Excerpt to read START

According to data released by the Association of American Railroads, chemical railcar loadings were up 6.4% to 34,284 for the week ending 4 March. Loadings were down 9.8% Y/Y (13-week MA), down 7.3% YTD/YTD and have been on the rise for 9 of the last 13 weeks.
Comments in the Federal Reserve Beige Book related to chemicals included, “Crude oil refining and petrochemical manufacturing contacts continued to report strong demand, although contacts noted that demand for chemicals related to adhesives and steel manufacturing fell.”
Following four consecutive months of declines, chemical shipments rose in January, up by 1.7%. Declining sales in agricultural chemicals, coatings and adhesives were offset by higher sales in other chemical categories. Chemical inventories continued to move lower for a fourth month, down by 0.9%, with declines across all segments (except a small gain in coatings & adhesives inventories). Compared to a year ago, chemical shipments off 2.0% while inventories were 4.7% higher. The inventories-to-shipments ratio fell back sharply from 1.42 in December to 1.38 in January. Inventories are still high relative to shipments, but are moving toward a more balanced position.
At the wholesale level, chemical sales fell 4.0% in January, following a 2.7% fall in December. Chemical wholesale inventories edged lower by 1.6% following a 0.2% decline in December. Compared to last January, sales were down 2.1% Y/Y while inventories were 10.0% Y/Y higher. The inventories-to-sales ratio for chemicals rose from 1.15 in December to 1.18 in January. Last December, the ratio was a lean 1.05.
The U.S. Geological Survey reported that monthly production of soda ash in December was 968 thousand tons, down 4.2% compared to the previous month and down 0.4% Y/Y. Stocks rose 5.2% over November to 364 thousand tons at the end of the month, a 12-day supply. Ending stocks were up 30.9% Y/Y.
U.S. chemical exports fell 1.6% to $13.5 billion in January, a level down 0.6% Y/Y. Exports of inorganics, agricultural chemicals, consumer products and specialties chemicals were down in January. Exports of petrochemicals rose with a strong gain in plastic resins exports. Chemical imports were strong with an 8.0% gain in January. Imports were up in every chemicals category with the exception of coatings. With imports growing faster than exports, the trade surplus in chemicals contracted by $1.1 billion to $1.0 billion in the month.

Excerpt to read END
Given information START

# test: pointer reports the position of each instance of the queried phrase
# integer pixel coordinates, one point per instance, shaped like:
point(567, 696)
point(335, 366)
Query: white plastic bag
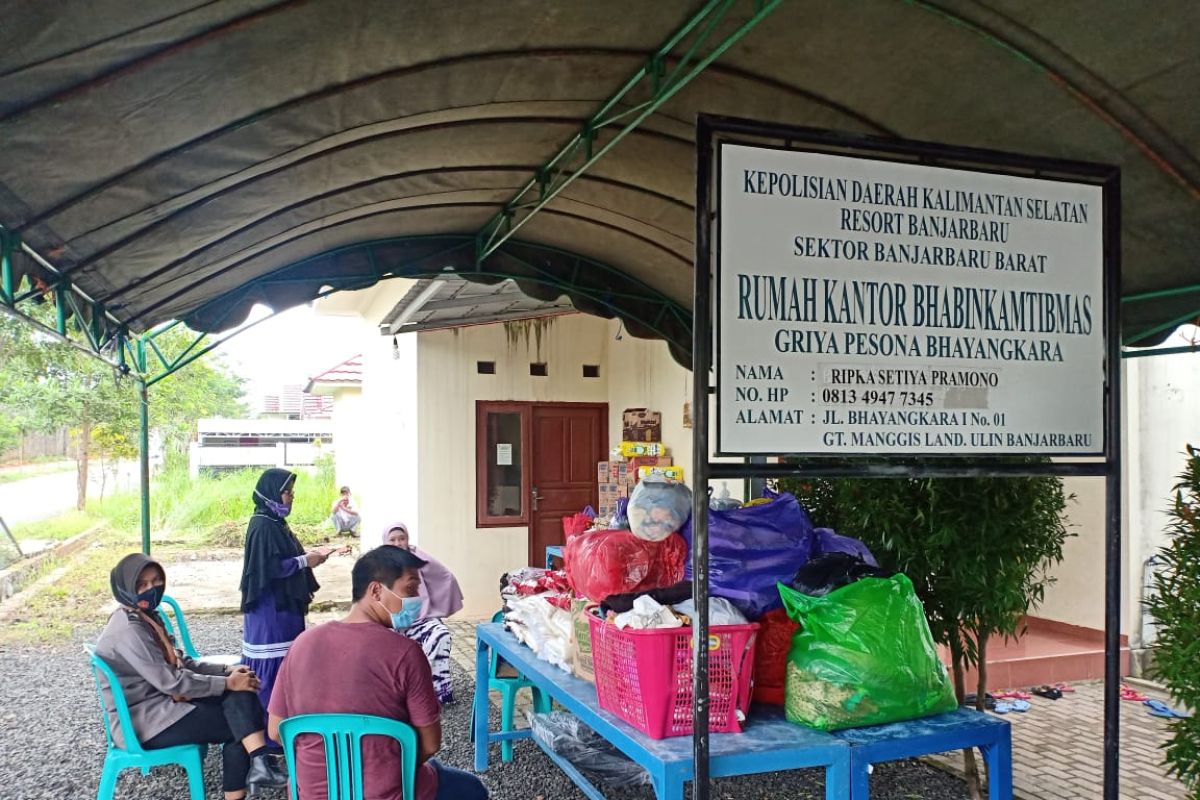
point(658, 507)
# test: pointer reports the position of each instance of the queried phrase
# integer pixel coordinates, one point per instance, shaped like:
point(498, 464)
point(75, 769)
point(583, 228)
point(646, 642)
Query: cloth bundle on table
point(277, 585)
point(442, 596)
point(538, 612)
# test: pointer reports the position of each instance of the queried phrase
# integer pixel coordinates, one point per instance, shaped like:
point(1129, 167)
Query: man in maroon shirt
point(359, 665)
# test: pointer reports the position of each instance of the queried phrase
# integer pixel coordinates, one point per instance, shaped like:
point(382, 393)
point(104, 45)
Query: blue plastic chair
point(508, 687)
point(342, 735)
point(118, 759)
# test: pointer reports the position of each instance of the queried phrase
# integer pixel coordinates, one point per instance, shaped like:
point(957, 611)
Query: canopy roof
point(186, 158)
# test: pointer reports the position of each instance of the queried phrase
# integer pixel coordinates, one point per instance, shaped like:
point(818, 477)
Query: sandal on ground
point(1132, 695)
point(1161, 709)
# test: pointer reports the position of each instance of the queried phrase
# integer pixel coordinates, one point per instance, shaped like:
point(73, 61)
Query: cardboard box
point(641, 425)
point(667, 471)
point(615, 471)
point(609, 495)
point(639, 449)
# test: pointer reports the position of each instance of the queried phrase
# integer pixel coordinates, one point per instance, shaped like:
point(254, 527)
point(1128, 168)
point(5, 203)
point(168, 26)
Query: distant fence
point(289, 453)
point(40, 445)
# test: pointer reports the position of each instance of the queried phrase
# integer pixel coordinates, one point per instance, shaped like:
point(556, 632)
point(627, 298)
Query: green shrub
point(1176, 607)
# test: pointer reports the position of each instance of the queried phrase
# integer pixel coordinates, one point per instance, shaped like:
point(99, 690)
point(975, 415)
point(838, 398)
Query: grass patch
point(59, 528)
point(213, 511)
point(77, 597)
point(35, 470)
point(186, 516)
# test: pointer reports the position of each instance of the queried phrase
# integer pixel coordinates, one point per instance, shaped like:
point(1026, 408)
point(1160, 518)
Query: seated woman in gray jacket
point(174, 699)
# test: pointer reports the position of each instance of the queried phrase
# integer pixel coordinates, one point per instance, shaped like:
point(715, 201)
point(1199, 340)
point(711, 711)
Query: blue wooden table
point(767, 745)
point(936, 734)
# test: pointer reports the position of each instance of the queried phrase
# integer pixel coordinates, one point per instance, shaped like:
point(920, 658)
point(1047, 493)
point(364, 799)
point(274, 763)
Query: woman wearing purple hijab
point(443, 597)
point(276, 579)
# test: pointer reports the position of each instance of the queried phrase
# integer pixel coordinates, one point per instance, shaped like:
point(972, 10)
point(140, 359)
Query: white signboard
point(877, 307)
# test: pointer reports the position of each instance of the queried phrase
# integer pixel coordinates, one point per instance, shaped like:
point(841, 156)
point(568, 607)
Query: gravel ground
point(54, 743)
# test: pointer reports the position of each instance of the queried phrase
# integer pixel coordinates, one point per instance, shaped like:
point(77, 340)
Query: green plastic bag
point(863, 656)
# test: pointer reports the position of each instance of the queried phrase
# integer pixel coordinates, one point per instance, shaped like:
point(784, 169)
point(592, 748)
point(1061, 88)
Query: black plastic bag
point(587, 750)
point(832, 571)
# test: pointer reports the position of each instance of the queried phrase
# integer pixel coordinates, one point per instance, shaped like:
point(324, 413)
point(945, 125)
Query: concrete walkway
point(1057, 745)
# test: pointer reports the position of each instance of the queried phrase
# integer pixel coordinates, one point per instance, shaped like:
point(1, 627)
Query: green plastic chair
point(342, 734)
point(185, 636)
point(118, 759)
point(508, 687)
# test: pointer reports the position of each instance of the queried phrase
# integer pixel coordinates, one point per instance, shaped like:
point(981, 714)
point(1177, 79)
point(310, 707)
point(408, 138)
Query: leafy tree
point(1176, 607)
point(46, 384)
point(977, 549)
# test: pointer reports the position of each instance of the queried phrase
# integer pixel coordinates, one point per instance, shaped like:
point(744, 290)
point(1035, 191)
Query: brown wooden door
point(568, 440)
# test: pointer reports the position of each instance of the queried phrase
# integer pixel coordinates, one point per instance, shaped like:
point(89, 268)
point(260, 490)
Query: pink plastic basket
point(645, 677)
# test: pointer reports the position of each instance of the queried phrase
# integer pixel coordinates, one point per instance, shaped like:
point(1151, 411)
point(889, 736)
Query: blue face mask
point(149, 600)
point(408, 614)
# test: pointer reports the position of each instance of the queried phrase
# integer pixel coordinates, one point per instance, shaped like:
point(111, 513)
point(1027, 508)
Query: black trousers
point(223, 720)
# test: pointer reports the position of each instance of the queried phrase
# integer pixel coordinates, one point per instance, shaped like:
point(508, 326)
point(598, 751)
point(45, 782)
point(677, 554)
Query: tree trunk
point(82, 463)
point(970, 767)
point(982, 687)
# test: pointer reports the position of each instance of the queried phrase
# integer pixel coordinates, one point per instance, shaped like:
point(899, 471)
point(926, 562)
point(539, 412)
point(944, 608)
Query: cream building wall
point(412, 438)
point(448, 386)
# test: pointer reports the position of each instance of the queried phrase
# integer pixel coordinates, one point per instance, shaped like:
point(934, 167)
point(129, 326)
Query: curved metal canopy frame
point(539, 271)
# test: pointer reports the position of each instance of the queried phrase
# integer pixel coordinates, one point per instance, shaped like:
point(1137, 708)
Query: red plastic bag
point(603, 563)
point(775, 631)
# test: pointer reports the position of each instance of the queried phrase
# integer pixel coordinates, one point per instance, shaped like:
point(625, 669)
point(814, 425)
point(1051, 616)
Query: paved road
point(47, 495)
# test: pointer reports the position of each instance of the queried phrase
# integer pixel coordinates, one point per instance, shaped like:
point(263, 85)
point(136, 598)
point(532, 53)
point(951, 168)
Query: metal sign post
point(943, 308)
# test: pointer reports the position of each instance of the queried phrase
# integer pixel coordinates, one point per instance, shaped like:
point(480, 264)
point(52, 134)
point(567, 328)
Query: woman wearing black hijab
point(172, 698)
point(276, 579)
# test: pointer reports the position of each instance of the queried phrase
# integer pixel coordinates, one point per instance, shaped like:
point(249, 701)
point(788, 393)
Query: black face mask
point(149, 600)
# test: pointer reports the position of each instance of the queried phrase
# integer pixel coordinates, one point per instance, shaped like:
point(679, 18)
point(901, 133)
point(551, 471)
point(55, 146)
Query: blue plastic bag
point(826, 540)
point(753, 548)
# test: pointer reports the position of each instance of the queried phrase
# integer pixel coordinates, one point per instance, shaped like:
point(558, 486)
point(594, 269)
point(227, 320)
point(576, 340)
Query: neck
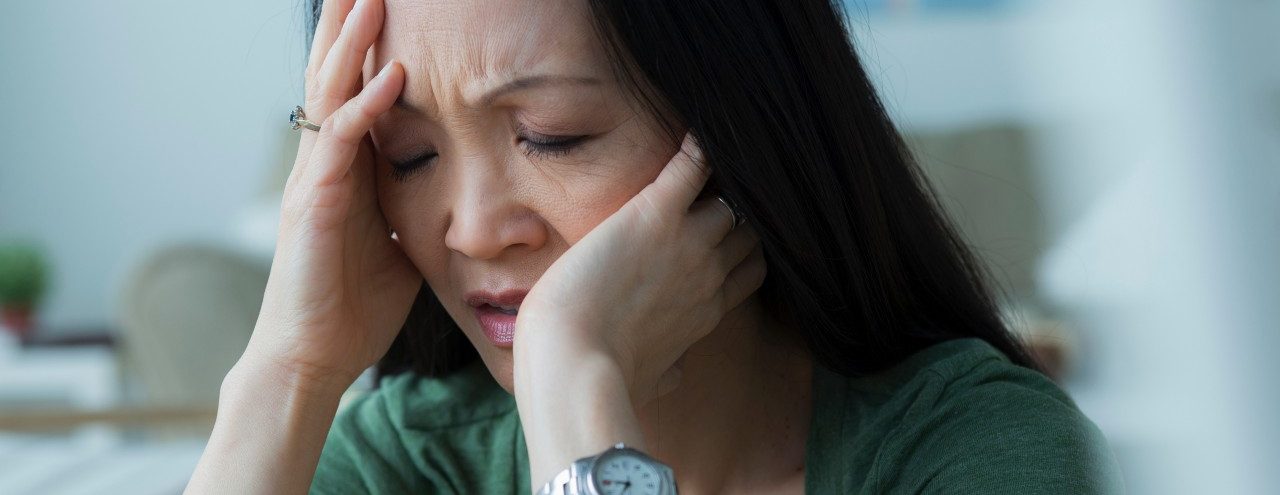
point(740, 417)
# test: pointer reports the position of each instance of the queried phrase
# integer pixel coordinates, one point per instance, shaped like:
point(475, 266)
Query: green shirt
point(954, 418)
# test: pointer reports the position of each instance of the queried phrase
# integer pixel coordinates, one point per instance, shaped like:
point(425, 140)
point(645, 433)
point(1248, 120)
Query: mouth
point(496, 312)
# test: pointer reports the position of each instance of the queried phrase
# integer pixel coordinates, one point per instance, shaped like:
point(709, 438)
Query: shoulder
point(969, 421)
point(425, 434)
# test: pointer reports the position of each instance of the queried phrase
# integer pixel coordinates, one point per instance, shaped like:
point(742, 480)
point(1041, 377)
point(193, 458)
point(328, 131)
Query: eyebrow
point(524, 83)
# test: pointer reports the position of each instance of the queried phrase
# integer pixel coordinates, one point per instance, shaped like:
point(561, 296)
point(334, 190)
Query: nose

Given information END

### Required action A
Translate this sentence from the chemical market excerpt into Spanish: "Chemical imports were strong with an 8.0% gain in January."
### Required action B
Pick up the chemical market excerpt after its final sentence and carry it on.

### Expected answer A
Las importaciones de productos químicos fueron sólidas, con un aumento del 8,0 % en enero.

### Expected answer B
According to data from ACC, U.S. production of major plastic resins totaled 8.1 billion pounds in January, a level up 18.8% compared to December (when some production was disrupted from winter storm Elliott) but flat Y/Y. Sales and captive (internal) use of major plastic resins rose 3.8% to 7.7 billion pounds in January, a level up 5.2% Y/Y.
Chemical industry employment (including pharmaceuticals) rebounded in February, up by 2,500 (0.3%) with gains in both production/non-supervisory and supervisory/non-production jobs. Compared to a year ago, chemical industry employment was higher by 26,900 (3.0%). Average hourly wages for production workers were up 5.6% Y/Y, a slower pace than January’s 7.0% pace of wage gains. The average workweek for chemical industry workers remained stable in February at 41.6 hours and the total labor input into the chemical industry rose slightly February. After factoring in productivity trends, this suggests that chemical output was stable-to-slightly higher which was in contrast with last week’s ISM report that suggested chemical industry output contracted.
Note On the Color Codes
The banner colors represent observations about the current conditions in the overall economy and the business chemistry. For the overall economy we keep a running tab of 20 indicators. The banner color for the macroeconomic section is determined as follows:
Green – 13 or more positives
Yellow – between 8 and 12 positives
Red – 7 or fewer positives
For the chemical industry there are fewer indicators available. As a result we rely upon judgment whether production in the industry (defined as chemicals excluding pharmaceuticals) has increased or decreased three consecutive months.